[ASSIGNMENT]
The lines to copy are those in the listing that hold the word "object".
------ RECORDS FOR THE EXERCISE
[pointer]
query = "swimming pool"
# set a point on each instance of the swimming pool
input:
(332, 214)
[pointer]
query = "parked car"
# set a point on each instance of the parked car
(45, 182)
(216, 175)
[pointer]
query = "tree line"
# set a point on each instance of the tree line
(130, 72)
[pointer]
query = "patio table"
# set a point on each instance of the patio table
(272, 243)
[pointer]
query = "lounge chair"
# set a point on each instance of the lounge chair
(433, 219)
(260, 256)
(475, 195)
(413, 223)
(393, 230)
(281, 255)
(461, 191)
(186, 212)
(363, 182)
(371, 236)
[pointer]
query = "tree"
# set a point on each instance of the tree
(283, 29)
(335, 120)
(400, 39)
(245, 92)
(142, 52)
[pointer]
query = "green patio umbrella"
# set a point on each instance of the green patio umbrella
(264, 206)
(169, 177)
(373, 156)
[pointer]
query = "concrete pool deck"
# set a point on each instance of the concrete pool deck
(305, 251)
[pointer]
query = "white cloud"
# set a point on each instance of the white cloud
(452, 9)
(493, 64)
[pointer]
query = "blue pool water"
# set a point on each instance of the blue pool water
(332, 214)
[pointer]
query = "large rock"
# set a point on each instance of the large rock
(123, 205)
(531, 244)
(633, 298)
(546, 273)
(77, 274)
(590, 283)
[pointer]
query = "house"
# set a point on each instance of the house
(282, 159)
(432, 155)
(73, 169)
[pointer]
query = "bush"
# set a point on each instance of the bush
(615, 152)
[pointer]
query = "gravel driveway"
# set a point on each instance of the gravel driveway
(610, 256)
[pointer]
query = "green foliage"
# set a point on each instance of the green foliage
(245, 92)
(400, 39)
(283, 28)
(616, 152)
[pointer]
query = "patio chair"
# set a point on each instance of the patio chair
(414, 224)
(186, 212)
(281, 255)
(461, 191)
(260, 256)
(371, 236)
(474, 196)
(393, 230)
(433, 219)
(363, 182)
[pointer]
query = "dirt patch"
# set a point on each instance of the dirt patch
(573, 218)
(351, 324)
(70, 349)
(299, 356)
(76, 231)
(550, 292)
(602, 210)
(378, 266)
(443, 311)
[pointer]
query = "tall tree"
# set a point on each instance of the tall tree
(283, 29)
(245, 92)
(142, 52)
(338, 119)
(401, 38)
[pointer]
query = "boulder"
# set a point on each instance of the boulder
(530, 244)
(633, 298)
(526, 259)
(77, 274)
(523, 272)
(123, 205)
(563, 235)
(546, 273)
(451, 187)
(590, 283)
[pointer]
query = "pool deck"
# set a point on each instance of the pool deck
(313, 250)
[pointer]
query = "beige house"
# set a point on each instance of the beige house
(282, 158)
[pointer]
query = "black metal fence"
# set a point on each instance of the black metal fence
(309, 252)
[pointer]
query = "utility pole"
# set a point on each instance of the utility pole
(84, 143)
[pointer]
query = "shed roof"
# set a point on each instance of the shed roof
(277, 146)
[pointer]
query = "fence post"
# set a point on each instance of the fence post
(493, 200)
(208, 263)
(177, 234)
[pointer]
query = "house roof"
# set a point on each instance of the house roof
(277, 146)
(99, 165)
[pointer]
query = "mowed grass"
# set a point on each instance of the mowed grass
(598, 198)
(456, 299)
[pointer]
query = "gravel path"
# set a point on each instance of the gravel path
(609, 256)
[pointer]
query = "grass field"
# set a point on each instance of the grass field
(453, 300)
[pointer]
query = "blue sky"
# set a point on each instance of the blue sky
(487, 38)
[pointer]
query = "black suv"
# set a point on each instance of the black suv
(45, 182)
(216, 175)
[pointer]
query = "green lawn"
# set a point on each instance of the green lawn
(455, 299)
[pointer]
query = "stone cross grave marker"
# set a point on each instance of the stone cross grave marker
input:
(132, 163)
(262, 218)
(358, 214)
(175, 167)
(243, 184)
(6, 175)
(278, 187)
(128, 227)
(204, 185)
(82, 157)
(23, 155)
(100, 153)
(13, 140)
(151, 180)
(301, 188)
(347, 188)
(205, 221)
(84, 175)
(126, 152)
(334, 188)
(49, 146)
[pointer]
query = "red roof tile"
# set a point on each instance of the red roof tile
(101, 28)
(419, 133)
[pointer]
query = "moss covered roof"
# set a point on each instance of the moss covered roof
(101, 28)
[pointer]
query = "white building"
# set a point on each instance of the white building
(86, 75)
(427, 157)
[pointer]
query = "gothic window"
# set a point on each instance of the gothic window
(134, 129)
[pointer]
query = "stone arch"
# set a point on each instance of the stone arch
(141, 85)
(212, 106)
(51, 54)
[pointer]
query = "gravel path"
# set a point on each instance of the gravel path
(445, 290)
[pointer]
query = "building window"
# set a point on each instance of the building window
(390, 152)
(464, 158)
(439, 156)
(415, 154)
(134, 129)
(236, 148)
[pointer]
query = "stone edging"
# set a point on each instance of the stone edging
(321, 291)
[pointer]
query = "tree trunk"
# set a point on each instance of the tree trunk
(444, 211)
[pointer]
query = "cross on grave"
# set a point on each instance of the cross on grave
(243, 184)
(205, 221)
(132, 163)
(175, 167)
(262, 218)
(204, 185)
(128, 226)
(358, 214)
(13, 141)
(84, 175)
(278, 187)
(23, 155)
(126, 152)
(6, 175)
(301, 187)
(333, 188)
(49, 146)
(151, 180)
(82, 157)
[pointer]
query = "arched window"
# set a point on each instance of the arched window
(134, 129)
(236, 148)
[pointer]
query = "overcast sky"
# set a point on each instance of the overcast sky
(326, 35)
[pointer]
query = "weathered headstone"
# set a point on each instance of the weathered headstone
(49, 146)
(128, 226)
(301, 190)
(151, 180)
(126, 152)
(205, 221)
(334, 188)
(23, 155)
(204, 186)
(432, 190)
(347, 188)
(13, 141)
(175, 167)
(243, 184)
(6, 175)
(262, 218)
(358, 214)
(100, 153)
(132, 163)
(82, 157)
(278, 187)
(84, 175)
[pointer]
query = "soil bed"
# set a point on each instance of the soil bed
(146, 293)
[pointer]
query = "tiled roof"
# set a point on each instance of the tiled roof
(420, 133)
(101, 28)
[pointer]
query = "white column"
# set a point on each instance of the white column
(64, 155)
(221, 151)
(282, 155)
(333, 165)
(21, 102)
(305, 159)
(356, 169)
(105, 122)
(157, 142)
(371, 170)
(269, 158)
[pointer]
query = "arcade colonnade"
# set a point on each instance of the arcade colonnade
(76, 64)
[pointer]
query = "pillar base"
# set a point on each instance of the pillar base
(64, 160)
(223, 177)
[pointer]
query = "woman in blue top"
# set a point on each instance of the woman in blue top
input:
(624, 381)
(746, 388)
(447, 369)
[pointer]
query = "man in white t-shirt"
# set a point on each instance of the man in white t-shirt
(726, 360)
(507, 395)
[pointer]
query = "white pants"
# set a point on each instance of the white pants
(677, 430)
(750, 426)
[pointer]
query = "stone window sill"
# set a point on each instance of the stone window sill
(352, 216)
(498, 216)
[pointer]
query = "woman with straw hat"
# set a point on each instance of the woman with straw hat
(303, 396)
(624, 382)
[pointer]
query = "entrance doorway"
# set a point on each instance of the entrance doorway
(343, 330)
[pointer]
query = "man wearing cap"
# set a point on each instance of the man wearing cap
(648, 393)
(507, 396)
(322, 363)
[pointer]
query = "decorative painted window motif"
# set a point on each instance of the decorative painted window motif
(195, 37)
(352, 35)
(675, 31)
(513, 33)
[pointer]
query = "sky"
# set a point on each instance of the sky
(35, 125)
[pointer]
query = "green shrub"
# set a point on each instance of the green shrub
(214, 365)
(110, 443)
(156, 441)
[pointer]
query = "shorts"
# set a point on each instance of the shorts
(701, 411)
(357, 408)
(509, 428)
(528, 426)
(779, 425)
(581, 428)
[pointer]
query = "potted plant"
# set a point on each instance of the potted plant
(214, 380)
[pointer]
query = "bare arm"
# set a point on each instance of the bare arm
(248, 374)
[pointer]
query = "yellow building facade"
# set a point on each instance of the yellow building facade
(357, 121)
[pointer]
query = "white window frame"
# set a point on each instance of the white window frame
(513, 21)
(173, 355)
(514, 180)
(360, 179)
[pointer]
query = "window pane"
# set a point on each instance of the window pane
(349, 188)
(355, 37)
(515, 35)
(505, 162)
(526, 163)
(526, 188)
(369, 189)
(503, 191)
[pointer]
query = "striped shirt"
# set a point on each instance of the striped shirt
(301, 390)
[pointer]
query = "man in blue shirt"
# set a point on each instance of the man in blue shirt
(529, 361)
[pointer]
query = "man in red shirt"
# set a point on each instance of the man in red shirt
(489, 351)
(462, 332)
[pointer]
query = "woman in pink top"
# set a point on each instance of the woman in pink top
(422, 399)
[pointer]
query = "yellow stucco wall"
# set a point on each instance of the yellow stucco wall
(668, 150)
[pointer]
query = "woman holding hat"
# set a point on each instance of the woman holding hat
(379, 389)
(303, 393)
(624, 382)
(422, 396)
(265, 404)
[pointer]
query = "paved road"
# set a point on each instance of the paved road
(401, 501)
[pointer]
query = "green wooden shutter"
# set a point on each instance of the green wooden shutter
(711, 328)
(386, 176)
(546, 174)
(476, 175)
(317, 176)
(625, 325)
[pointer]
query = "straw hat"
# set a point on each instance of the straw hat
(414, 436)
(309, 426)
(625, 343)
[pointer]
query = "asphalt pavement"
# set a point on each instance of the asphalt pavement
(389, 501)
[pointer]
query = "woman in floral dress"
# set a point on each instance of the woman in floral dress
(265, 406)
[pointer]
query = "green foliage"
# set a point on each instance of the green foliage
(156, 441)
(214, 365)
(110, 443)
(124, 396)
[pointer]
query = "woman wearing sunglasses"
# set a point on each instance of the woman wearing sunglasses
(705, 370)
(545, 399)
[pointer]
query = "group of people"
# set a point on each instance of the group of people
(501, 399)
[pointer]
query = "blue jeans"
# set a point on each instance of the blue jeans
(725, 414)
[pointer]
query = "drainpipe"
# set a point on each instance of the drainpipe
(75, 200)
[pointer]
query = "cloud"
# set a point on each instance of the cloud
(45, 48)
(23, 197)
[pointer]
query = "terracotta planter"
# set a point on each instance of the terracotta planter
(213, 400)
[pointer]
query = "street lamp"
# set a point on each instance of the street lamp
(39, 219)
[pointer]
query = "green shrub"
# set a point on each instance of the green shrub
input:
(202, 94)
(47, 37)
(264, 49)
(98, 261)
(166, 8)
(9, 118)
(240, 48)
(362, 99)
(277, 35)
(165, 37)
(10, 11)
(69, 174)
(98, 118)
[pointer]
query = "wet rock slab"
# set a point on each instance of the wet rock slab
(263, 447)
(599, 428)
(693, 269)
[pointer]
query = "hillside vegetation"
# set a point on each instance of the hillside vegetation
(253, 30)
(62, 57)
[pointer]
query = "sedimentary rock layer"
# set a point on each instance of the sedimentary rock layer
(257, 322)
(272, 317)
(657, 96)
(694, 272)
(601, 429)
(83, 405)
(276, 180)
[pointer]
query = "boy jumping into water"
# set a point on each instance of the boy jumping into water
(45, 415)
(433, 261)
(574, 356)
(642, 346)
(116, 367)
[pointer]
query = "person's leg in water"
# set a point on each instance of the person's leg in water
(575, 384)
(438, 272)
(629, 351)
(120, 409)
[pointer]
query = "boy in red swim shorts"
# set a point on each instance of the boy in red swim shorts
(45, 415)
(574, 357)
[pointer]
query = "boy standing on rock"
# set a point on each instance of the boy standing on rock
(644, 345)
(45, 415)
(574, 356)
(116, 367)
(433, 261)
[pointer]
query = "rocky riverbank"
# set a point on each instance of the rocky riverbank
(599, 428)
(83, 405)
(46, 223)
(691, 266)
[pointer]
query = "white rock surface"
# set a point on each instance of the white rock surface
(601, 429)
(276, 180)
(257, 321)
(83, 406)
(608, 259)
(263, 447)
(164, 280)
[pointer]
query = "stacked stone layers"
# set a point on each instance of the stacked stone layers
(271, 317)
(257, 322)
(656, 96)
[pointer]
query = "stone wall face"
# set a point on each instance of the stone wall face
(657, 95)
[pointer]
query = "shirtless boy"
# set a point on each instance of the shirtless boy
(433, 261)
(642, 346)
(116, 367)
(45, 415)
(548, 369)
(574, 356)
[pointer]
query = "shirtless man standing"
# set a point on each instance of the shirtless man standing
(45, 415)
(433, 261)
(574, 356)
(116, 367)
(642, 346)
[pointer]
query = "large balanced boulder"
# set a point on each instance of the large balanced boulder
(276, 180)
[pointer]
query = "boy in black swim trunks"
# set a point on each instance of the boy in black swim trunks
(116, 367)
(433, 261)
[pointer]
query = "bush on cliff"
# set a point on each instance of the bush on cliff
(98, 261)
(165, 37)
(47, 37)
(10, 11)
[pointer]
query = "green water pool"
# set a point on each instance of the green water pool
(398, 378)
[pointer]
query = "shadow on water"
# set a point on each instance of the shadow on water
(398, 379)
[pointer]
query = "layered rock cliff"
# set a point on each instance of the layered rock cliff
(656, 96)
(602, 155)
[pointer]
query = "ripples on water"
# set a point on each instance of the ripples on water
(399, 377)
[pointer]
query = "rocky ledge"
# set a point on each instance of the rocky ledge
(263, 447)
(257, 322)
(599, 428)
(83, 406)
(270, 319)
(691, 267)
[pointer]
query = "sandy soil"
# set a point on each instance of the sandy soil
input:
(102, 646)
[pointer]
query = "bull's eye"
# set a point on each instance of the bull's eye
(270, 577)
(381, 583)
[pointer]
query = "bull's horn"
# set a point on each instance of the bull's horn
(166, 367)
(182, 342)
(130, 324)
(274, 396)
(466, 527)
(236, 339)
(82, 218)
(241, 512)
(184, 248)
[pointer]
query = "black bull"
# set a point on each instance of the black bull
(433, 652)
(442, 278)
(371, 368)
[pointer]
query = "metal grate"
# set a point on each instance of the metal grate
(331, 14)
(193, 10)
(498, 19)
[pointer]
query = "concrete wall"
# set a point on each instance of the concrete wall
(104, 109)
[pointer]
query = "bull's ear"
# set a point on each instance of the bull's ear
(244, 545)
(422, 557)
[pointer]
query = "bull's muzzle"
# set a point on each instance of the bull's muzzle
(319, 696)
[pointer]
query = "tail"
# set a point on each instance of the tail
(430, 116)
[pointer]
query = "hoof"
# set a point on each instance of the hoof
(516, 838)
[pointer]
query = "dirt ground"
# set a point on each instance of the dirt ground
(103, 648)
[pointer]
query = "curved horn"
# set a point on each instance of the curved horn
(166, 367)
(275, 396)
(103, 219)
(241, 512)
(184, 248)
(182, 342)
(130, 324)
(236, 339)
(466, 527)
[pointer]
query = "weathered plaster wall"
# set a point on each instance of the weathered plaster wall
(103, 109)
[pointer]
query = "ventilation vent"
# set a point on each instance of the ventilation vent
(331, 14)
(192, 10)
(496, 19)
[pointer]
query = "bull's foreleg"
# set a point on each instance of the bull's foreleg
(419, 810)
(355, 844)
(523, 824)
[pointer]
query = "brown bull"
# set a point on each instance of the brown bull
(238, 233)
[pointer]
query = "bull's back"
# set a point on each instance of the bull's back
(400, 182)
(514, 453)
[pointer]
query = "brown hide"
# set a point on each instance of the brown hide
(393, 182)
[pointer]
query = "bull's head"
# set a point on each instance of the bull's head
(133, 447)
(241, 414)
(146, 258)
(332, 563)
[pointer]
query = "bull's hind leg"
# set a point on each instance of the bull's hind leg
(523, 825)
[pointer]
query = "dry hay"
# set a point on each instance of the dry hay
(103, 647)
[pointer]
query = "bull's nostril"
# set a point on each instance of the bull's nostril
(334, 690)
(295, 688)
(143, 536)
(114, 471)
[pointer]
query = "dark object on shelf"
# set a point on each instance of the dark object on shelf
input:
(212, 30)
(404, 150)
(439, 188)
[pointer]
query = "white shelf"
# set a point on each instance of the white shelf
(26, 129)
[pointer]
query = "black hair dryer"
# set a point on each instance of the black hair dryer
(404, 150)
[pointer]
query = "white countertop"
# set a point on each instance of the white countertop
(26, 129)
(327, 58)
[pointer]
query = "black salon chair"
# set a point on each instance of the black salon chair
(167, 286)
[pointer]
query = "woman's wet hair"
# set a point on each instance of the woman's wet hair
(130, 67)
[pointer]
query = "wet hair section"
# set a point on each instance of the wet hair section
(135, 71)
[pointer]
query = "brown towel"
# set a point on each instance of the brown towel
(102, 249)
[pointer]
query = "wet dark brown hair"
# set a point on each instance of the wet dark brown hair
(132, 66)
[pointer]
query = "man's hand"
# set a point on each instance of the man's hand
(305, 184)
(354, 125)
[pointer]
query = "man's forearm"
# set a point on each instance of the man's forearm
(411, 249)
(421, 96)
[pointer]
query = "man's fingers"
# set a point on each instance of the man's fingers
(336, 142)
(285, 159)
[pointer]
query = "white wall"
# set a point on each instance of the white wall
------------
[FINISHED EXERCISE]
query = "dark object on shelf"
# set a point on each instance of the dark object on shelf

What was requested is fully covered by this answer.